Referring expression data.

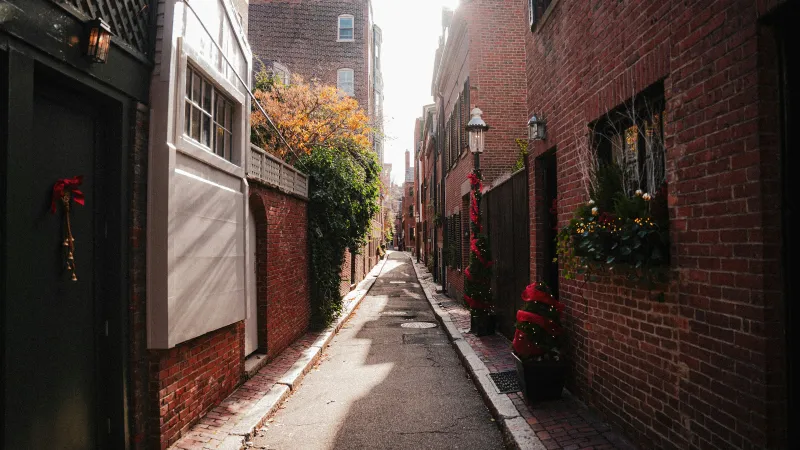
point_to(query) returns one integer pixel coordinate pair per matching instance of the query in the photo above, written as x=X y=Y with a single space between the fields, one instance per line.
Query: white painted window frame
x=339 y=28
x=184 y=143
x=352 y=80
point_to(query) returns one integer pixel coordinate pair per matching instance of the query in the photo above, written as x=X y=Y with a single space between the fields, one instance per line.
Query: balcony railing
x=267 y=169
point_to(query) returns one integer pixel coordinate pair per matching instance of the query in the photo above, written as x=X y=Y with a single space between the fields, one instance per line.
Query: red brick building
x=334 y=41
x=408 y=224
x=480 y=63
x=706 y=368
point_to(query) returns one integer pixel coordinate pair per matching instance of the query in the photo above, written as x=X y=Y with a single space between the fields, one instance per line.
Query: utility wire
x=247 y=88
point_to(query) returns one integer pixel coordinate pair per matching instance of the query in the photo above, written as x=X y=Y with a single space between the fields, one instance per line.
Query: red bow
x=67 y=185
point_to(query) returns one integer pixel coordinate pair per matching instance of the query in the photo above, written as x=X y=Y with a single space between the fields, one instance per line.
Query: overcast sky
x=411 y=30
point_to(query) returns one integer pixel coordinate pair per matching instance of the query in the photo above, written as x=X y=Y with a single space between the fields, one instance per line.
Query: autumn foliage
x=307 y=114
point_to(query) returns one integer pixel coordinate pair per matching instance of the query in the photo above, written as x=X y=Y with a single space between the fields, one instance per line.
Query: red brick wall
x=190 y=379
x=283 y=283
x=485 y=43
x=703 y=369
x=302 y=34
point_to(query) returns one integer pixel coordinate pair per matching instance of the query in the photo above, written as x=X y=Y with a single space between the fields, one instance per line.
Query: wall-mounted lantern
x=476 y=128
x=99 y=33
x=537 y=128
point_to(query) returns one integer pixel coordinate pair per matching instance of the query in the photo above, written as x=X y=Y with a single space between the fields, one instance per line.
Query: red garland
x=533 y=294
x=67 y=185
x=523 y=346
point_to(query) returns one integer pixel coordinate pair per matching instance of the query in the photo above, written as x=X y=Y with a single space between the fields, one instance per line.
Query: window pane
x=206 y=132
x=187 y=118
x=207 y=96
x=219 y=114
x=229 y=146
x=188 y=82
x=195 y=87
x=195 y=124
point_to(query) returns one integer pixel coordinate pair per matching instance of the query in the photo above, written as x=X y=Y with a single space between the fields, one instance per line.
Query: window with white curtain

==

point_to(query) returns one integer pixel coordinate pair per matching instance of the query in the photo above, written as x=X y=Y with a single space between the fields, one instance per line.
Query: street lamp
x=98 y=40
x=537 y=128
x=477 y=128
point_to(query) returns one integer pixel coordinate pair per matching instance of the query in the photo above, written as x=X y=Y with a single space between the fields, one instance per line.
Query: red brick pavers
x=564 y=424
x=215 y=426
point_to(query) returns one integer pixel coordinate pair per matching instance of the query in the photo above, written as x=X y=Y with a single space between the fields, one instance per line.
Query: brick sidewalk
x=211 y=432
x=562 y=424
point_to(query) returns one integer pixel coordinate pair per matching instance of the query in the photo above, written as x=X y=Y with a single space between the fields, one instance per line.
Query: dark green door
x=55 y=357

PROBLEM REQUIREMENTS. Given the records above, return exactly the lines starting at the line containing "Query: red bow" and ending at the line containing "Query: window with white curtain", including both.

FINISHED TASK.
Query: red bow
x=67 y=185
point_to(query) returns one integer pixel coordinate pair per matching instance of the query in the photo above, written as x=X y=Y with a single space between the fields, one instance per line.
Query: overcast sky
x=411 y=30
point_to(query) returns one integer pixel coordinate pair per matching instance of the query in the photo above, written as x=X y=Y with a single space between the fields, one instance per line.
Query: autumn foliage
x=307 y=114
point_to(query) returns one integer pixel coordinate pair per matching instance of the query in the photo above, written as x=X y=Y with a single space between the fields, one instance per line.
Query: red brick wall
x=190 y=379
x=283 y=283
x=485 y=43
x=703 y=369
x=302 y=34
point_to(query) returns one integer pixel coordinate pair per matching instance of the query in the photo above, written as x=X y=Y with a single space between the fields, one instance per line.
Query: wall-mounted lantern
x=476 y=128
x=99 y=33
x=537 y=128
point_to(query) returns one integer pixel coordinate pair per matching instance of the query in the photo above, written as x=X y=Y with a single space between the fields, one instance per line.
Query: red garland
x=533 y=294
x=67 y=185
x=523 y=346
point_to(query) returns one integer pixel coordinate pair per matching instance of the query in the photo above, written as x=X y=Y with a single space between the fields, one instance per line.
Query: window pane
x=206 y=132
x=187 y=118
x=207 y=96
x=219 y=114
x=229 y=146
x=188 y=82
x=195 y=87
x=195 y=124
point_to(query) returns one integer pixel coordinate pair per matching instance of the query in the photo above, written as x=X y=Y with a single space between the fields, one instance per line.
Query: window with white curtain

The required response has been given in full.